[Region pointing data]

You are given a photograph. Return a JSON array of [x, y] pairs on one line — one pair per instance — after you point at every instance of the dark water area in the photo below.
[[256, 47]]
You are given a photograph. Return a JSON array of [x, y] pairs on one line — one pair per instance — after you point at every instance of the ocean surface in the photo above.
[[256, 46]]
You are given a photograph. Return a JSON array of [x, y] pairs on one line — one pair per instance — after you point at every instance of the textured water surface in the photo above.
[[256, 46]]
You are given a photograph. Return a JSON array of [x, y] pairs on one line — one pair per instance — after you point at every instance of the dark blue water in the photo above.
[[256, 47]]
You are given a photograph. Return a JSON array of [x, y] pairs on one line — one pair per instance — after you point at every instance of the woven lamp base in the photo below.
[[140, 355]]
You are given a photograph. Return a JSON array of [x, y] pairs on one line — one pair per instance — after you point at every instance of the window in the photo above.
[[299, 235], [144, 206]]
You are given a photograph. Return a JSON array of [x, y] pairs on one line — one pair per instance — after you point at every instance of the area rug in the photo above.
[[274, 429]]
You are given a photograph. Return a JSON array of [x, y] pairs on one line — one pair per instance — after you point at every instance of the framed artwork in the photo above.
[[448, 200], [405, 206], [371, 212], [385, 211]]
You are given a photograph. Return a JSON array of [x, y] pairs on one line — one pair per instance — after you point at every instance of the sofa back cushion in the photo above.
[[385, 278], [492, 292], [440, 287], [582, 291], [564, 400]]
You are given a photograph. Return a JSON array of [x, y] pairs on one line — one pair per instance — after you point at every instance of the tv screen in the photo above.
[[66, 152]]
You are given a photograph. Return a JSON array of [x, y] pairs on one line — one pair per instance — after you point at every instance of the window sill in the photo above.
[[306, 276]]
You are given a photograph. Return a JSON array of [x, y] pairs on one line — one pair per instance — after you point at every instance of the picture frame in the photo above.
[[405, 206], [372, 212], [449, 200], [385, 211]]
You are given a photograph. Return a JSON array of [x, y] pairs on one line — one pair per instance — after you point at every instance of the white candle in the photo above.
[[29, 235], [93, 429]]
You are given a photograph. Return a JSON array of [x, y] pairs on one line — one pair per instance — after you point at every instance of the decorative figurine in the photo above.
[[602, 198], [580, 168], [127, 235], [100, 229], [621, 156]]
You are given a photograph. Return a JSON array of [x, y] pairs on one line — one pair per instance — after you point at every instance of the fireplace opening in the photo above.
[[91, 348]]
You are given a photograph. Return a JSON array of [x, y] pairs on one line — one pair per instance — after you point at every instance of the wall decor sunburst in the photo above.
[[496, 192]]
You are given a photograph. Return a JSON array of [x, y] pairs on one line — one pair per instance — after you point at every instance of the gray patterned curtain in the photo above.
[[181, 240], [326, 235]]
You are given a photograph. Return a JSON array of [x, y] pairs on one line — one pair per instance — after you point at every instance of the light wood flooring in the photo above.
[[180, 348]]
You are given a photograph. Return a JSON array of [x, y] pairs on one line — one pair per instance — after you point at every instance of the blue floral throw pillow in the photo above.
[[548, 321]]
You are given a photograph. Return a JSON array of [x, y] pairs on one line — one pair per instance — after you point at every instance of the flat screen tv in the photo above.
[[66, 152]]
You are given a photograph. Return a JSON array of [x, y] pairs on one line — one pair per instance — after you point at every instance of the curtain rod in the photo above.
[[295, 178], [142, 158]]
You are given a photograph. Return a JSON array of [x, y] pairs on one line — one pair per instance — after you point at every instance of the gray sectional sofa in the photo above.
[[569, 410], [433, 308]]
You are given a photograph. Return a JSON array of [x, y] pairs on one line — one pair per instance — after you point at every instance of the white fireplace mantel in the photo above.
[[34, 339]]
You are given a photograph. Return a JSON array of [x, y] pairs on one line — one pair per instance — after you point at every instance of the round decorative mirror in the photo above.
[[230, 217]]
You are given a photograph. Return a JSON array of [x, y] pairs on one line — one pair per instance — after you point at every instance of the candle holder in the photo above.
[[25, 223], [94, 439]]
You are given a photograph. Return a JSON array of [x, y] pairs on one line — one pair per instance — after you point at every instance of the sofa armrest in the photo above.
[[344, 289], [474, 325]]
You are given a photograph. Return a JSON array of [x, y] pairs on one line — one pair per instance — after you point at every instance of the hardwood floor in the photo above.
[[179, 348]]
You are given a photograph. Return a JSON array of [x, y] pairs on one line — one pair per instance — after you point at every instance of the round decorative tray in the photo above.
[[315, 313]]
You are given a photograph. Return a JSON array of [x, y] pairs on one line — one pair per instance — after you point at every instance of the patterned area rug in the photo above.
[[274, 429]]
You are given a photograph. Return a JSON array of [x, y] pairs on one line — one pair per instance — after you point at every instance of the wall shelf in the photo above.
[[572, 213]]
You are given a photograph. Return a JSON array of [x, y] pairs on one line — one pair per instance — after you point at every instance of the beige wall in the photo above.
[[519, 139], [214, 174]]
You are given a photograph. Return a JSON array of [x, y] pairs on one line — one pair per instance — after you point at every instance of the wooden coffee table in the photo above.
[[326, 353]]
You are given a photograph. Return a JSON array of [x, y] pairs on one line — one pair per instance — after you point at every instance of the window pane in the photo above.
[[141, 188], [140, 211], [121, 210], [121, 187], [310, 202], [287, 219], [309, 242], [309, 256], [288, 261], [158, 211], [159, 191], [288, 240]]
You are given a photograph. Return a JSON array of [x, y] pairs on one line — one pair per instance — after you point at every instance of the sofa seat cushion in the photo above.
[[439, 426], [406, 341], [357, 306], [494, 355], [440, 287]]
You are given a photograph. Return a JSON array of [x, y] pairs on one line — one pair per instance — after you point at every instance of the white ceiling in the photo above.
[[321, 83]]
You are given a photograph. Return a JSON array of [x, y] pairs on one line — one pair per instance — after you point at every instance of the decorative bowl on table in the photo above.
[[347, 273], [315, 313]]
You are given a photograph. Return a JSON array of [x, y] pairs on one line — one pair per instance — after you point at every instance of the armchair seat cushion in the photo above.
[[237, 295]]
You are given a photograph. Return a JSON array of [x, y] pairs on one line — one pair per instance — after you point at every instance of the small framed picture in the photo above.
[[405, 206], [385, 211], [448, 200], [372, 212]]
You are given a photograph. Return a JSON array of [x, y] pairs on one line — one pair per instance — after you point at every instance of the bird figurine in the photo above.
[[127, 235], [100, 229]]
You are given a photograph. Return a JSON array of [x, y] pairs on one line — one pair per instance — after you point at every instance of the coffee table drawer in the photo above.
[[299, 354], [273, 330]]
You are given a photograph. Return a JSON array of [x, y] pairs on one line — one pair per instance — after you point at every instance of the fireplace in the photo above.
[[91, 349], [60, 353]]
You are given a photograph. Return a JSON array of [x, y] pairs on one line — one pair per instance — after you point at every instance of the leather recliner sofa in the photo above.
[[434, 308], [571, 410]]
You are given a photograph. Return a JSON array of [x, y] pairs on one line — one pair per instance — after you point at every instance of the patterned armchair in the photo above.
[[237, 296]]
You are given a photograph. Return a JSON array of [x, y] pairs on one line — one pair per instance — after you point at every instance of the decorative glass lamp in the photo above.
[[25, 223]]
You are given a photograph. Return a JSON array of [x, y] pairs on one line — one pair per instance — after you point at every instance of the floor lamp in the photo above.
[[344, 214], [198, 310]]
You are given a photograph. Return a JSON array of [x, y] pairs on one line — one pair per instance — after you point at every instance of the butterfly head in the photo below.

**PROBLEM TO SOLVE**
Could you print the lines of the records above from the one containing "armchair in the photo above." through the last, exactly and with no additions?

**RESPONSE TO THE TASK**
You are given a photograph. Return a JSON array of [x, y] pairs on one line — one pair per instance — after you point at every instance of the patterned armchair in the photo above.
[[237, 296]]
You are given a photograph. Return a JSON array of [x, y] pairs on one line — one pair per instance — after you point at every instance of the decorative glass lamp in the photo above.
[[25, 223]]
You are given a photograph. Return a JSON array of [x, y] pairs on one line — one pair per instance — after you point at every instance of the floor lamp in the photo above.
[[344, 214], [198, 310]]
You are given a photograph. Return a JSON array of [x, y] pairs on one line — one pair per instance — after you point at every instance of the butterfly head in the photo below.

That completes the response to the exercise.